▶ Brano scelto:
################

Era il 2017 quando Balenciaga lanciò sul mercato le ormai famigerate Triple S. La sneaker, un come il mostro di Frankenstein di Jacob Elordi, era imponente, composita e del tutto affascinante. Dopo l’iniziale senso di impressione, diventarono una hit. Pochi mesi e ogni brand stava producendo sneaker grandi e grosse (le Flashtrek di Gucci e le Replicant Ozweego di adidas x Raf Simons sono gli esempi migliori) e un intero brand, ovvero Naked Wolfe, ci venne costruito sopra. Oggi le cose stanno andando diversamente.

Dopo esserci stufati prima delle sneaker chunky, poi di quelle «da papà» e poi dei mules siamo tornati alle sneaker classiche, che però ora sono sottilissime e vagamente retrò. Nel 2020 Wales Bonner lanciò la prima collaborazione con adidas che includeva due modelli di Samba e Balenciaga presentò la Zen. Poi nel febbraio 2022 venne la volta di Miu Miu con la sua collaborazione con New Balance. 

E la storia si è ripetuta: suole sottili ovunque, silhouette pensate sia per la massa che per i fashion insider (rispettivamente la Samba e le Suede di Dries Van Noten) e una febbre che pare aver contagiato il mercato. Ma questa volta le cose sono diverse: le slim sneaker sembrano qui per restare. Ma perché?

Un mercato di nicchie culturali

Prima di Demna, del successo planetario di Virgil Abloh, di Yeezy e in generale prima del 2017, sulle sneaker non si rifletteva eccessivamente. Le si comprava e le si indossava senza considerare troppo il loro portato culturale. Oggi le cose sono diverse e ciascuna sneaker ha finito per rivestire un ruolo in una qualche nicchia culturale. Le Naked Wolfe, ad esempio, vanno fortissimo tra gli amanti della techno; le Nike Tn sono le scarpe dei maranza, le Nike Dunk quelle dei normies; le adizero EVO di adidas e le On distinguono i runner tra fuckboy ed effettivi amanti della corsa, le Salomon gli amanti di outdoor, arrampicata e vini naturali e via dicendo.

Il che si è verificato perché il mercato si è evoluto oltre il gusto della sneaker generica e della release sensazionalistica (il che ha portato qualche difficoltà a Nike) e ha però lasciato una sorta di vuoto al centro del diagramma cartesiano su cui potremmo posizionare ogni sneaker popolare oggi. In altre parole è venuto a mancare il punto zero, ovvero quella sneaker di riferimento universale rispetto alla quale tutte le altre si collocassero culturalmente, stabilendo una propria identità. Ora è come se ciascuna subcultura con la sua sneaker esistesse in un vuoto, i centri di gravità permanente sono troppi e si annullano tra loro.

È un vuoto che non si capisce come colmare. In effetti in passato non lo occupava un singolo modello ma, sostanzialmente, un singolo brand, e cioè Nike, con tutta la sua galassia di modelli. Oggi però il mondo è più frammentato e il multiverso delle sneaker non riesce più ad avere un centro vero e proprio. E come argomenta sul NY Times Vanessa Friedman, forse sono proprio le slim sneaker, a prescindere dal brand, a occuparlo e diventare il «nuovo normale».

################

▶ Dati forniti:
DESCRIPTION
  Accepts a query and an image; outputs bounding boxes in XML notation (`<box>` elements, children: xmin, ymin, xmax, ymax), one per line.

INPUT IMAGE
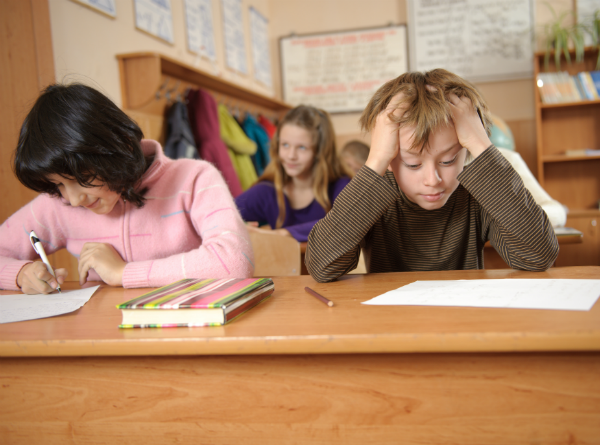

################

▶ Consegna A:
Trascrivi dal brano sulle sneaker il tratto che parte da "Era il 2017" e va avanti fino a "stanno andando diversamente.".
▶ Consegna B:
Elenca i modelli di sneaker grandi e grosse che il brano sulle sneaker nomina nel primo paragrafo, ciascuno con il suo marchio.
▶ Consegna C:
Prosegui l'articolo sulle slim sneaker dopo l'ultima frase riportata.

▶ Risultato finale A:
Era il 2017 quando Balenciaga lanciò sul mercato le ormai famigerate Triple S. La sneaker, un come il mostro di Frankenstein di Jacob Elordi, era imponente, composita e del tutto affascinante. Dopo l’iniziale senso di impressione, diventarono una hit. Pochi mesi e ogni brand stava producendo sneaker grandi e grosse (le Flashtrek di Gucci e le Replicant Ozweego di adidas x Raf Simons sono gli esempi migliori) e un intero brand, ovvero Naked Wolfe, ci venne costruito sopra. Oggi le cose stanno andando diversamente.

▶ Risultato finale B:
- Triple S di Balenciaga
- Flashtrek di Gucci
- Replicant Ozweego di adidas x Raf Simons

▶ Risultato finale C:
Le slim sneaker sono il nuovo benchmark?

Nel suo articolo, Friedman non parla di slim sneaker ma di sneaker retrò. Tutte queste sneaker in effetti (meno la Cortez di Nike) sono una variazione sul tema della German Army Trainer e cioè le scarpe con cui i soldati del Bundeswehr si allenavano nel corso della Guerra Fredda, da cui nacquero la Samba di adidas e la Replica di Margiela. Noi in effetti definiamo queste sneaker «slim» per distinguerle dalla silhouette più grossa e solida che divenne la norma negli anni ’80 e ’90 e in tutti quelli successivi. 

Ma in effetti forse è proprio la silhouette bassa e sottile il vero archetipo. Dalle plimsoll ottocentesche fino alle Spalding in tela da basket per arrivare alla prima Chuck Taylor di Converse degli anni ’10 e al Modello Waitzer di Adi Dassler del 1928, le scarpe sportive sono sempre state slim sneaker. Forse, ora che ciascuna disciplina sportiva ha il proprio modello dedicato che è diventato un vero strumento per ciascuno sport (pensiamo ai boot da calcio coi tacchetti o ai modelli da corsa) il vero modello originale sta riprendendo il posto che gli spettava. E dunque, necessità ortopediche a parte, possiamo davvero dire che le slim sneaker sono qui per restare.

Takeaways

- Le slim sneaker rappresentano un'evoluzione naturale dal boom chunky del 2017 verso silhouette retrò e minimaliste, come le Samba di adidas o la Zen di Balenciaga, che stanno conquistando sia il mercato di massa che i fashion insider. 

- Oggi il mercato delle sneaker si è frammentato in nicchie culturali, dove ogni modello simboleggia una subcultura specifica, lasciando un vuoto al centro che le slim riempiono come nuovo "punto zero" universale, superando il dominio passato di Nike. 

- Ispirate alle German Army Trainer e all'archetipo storico delle scarpe sportive sottili, le slim sneaker tornano alle origini ortopediche e funzionali, distinguendosi dalle forme bulky degli anni '80-'90. Sembra quindi che le slim sneaker siano qui per restare, come nuovo archetipo in un multiverso frammentato.